Task details. Among the entries below, one line contains "Prompts, where an" and another contains "positive clicks: (337, 120)". Transcribe those two lines and every line between them, exactly.
Records for this exercise Start Marker
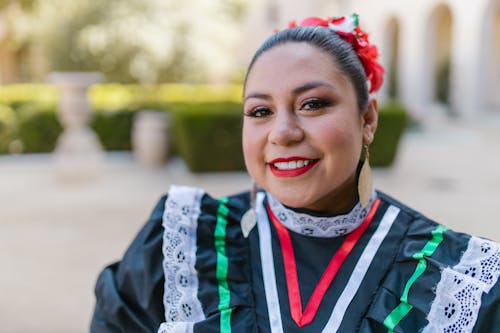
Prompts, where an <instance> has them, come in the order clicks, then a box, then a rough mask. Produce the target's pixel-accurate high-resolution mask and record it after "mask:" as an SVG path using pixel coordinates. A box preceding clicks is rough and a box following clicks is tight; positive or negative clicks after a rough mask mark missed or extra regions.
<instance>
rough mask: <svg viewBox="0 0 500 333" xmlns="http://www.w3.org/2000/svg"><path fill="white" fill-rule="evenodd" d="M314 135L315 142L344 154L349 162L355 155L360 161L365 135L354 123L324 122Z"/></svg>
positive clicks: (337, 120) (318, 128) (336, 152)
Records for this exercise End Marker
Records for this exercise Start Marker
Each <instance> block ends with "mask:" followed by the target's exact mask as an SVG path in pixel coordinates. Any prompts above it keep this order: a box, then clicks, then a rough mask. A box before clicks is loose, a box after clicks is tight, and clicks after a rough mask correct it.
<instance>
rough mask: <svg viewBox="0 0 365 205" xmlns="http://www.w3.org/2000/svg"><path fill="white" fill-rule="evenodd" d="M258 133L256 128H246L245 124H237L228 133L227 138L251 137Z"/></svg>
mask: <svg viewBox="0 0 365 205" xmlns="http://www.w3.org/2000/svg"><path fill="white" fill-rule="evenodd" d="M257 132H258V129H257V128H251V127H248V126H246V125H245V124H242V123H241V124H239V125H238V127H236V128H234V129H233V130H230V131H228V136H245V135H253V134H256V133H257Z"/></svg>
Records for this exercise End Marker
Final answer.
Prompts, where an <instance> has them, come in the order clicks, then a box, then a rough mask. Produce the target's pixel-accurate high-resolution mask and record it after "mask:" as an SVG path using pixel coordinates. A box preceding clicks is rough and a box following clicks is tight; positive or negative clicks after a rough mask mark missed or extra regions.
<instance>
rough mask: <svg viewBox="0 0 500 333" xmlns="http://www.w3.org/2000/svg"><path fill="white" fill-rule="evenodd" d="M314 135L315 142L344 154L349 162L355 155L360 161L365 135L354 123L324 122Z"/></svg>
positive clicks: (337, 120) (318, 128) (336, 152)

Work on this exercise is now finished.